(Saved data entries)

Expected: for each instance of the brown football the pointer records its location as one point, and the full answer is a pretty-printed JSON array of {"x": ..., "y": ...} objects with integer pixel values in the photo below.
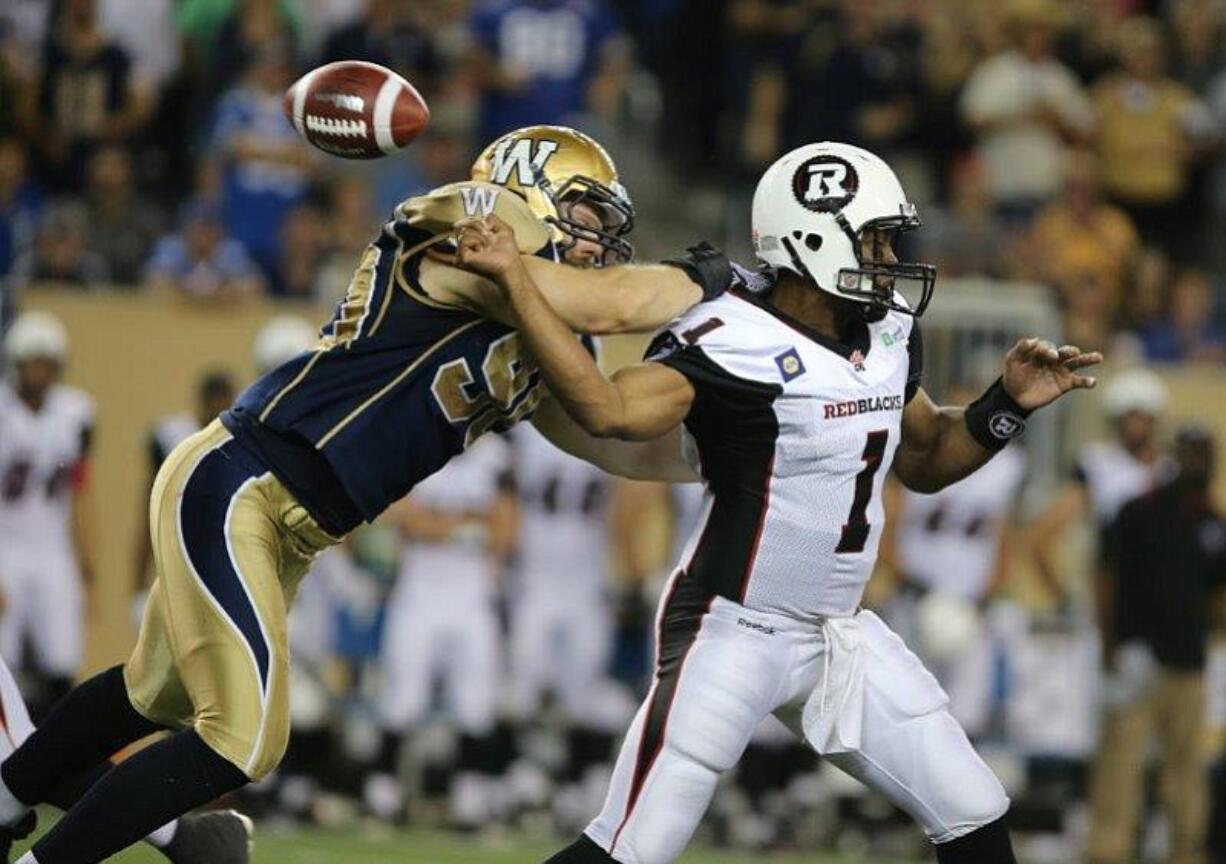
[{"x": 356, "y": 110}]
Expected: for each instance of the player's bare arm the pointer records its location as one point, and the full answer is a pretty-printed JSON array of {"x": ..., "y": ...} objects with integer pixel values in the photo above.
[
  {"x": 942, "y": 445},
  {"x": 658, "y": 460},
  {"x": 638, "y": 403},
  {"x": 627, "y": 299}
]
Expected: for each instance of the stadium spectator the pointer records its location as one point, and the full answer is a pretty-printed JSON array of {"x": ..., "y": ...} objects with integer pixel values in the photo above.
[
  {"x": 1079, "y": 231},
  {"x": 21, "y": 204},
  {"x": 146, "y": 31},
  {"x": 124, "y": 224},
  {"x": 304, "y": 244},
  {"x": 1188, "y": 331},
  {"x": 389, "y": 33},
  {"x": 1021, "y": 103},
  {"x": 253, "y": 30},
  {"x": 862, "y": 90},
  {"x": 265, "y": 170},
  {"x": 965, "y": 238},
  {"x": 1197, "y": 28},
  {"x": 1166, "y": 559},
  {"x": 83, "y": 97},
  {"x": 1148, "y": 132},
  {"x": 202, "y": 262},
  {"x": 61, "y": 253},
  {"x": 546, "y": 61}
]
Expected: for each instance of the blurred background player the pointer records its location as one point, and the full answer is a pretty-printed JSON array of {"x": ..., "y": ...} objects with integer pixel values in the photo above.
[
  {"x": 45, "y": 520},
  {"x": 560, "y": 617},
  {"x": 1107, "y": 473},
  {"x": 949, "y": 552},
  {"x": 215, "y": 394},
  {"x": 459, "y": 527},
  {"x": 1165, "y": 566}
]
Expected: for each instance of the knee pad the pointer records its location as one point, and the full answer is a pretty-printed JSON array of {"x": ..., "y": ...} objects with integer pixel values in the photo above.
[
  {"x": 582, "y": 851},
  {"x": 987, "y": 845}
]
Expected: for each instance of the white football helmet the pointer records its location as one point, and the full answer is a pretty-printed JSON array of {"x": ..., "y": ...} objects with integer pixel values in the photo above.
[
  {"x": 809, "y": 210},
  {"x": 36, "y": 333},
  {"x": 1135, "y": 390},
  {"x": 281, "y": 340}
]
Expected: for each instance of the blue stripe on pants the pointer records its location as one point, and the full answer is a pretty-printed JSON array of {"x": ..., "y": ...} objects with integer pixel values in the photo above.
[{"x": 206, "y": 499}]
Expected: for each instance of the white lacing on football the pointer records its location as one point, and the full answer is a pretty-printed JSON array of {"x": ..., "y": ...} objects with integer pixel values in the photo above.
[{"x": 343, "y": 129}]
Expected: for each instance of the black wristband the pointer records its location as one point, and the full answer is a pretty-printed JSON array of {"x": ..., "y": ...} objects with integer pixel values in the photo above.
[
  {"x": 996, "y": 418},
  {"x": 708, "y": 267}
]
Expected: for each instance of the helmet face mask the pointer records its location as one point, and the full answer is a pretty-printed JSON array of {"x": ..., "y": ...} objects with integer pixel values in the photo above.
[
  {"x": 831, "y": 213},
  {"x": 555, "y": 169},
  {"x": 611, "y": 204}
]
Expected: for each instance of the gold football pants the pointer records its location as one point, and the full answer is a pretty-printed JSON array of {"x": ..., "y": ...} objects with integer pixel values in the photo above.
[{"x": 231, "y": 545}]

* _Work item_
Repeat every entry exactly, but leave out the pictures.

* _Response_
Expected: for each instance of the brown football the pointer records its location as one point, and the full answer is a pretty-printed JSON array of {"x": ..., "y": ...} objects with integer pixel values in the photo below.
[{"x": 356, "y": 110}]
Expected: for each instance of the player's bare arm the pointer records its location as one point, and the full answer is a pretty-printed JSON array of {"x": ..., "y": ...} objects with integer pixel values in the photo above.
[
  {"x": 942, "y": 445},
  {"x": 658, "y": 460},
  {"x": 638, "y": 403},
  {"x": 627, "y": 299}
]
Expected: for each instance of the stadium spectator the pointer records its location as one point, and the full answer is a pretty-printed JSON array of {"x": ..., "y": ...} objects with integer pixel values in the photo above.
[
  {"x": 1079, "y": 231},
  {"x": 21, "y": 204},
  {"x": 146, "y": 31},
  {"x": 124, "y": 224},
  {"x": 304, "y": 244},
  {"x": 1188, "y": 331},
  {"x": 389, "y": 33},
  {"x": 1021, "y": 103},
  {"x": 253, "y": 30},
  {"x": 862, "y": 90},
  {"x": 265, "y": 170},
  {"x": 965, "y": 238},
  {"x": 1197, "y": 28},
  {"x": 1166, "y": 559},
  {"x": 83, "y": 97},
  {"x": 1148, "y": 132},
  {"x": 202, "y": 262},
  {"x": 61, "y": 253},
  {"x": 546, "y": 61}
]
Expected: for each instance of the blurred background player the pointer records its location as one point, and the full answer is a pretty-printed JSON array of {"x": ..., "y": ...} objects with integer pixel values in the photo above.
[
  {"x": 45, "y": 520},
  {"x": 560, "y": 617},
  {"x": 1107, "y": 473},
  {"x": 949, "y": 552},
  {"x": 215, "y": 394},
  {"x": 459, "y": 527},
  {"x": 1165, "y": 566}
]
Expected: for each instance of the knee pad the pointer records its location as one point, and the full answer is a pretty-printed JSON array of {"x": ..., "y": ...} objects with integer pixel values in the photo above.
[
  {"x": 582, "y": 851},
  {"x": 987, "y": 845}
]
Expected: for each instance of the white football helmet the pointer records its location as one point, and the full answer is a pretty-printed JSON array of {"x": ..., "y": ...} objects with integer pixel values in the photo above.
[
  {"x": 809, "y": 210},
  {"x": 36, "y": 333},
  {"x": 1135, "y": 390},
  {"x": 281, "y": 340}
]
Expected: for each instance of the blue stripe on pants the pointer records its location as one point, and the full answer is a pretty-printed JSON array of {"x": ..., "y": ...} objects with integer pixel values in the photo above.
[{"x": 206, "y": 499}]
Expected: for each instance of the white lacing on football the pointer records its location as one point, and the full answer is a pretty-printed JSON array of {"x": ..., "y": ...} objects with integer pixel values in the photo above.
[{"x": 343, "y": 129}]
Expected: for each instance of the black wristband the pointer records its location as one point, and the full answer is a pretty-printed JSON array of {"x": ..., "y": ...} objects with integer pixel values in the photo above.
[
  {"x": 996, "y": 418},
  {"x": 708, "y": 267}
]
Expected: for each instance of the helmet face mask the pointer records its location as one point, and the full answer is a pretty-printed JSON array of {"x": ..., "y": ...} objects with integer pixel values in the photo above.
[
  {"x": 831, "y": 213},
  {"x": 555, "y": 169},
  {"x": 611, "y": 204}
]
Expected: for each instance of the gold football pants the pointer records its location as one point, and the full answer is a pretty-printed JSON array of {"x": ..., "y": ...} objects with integer pixel values in the photo above.
[{"x": 231, "y": 545}]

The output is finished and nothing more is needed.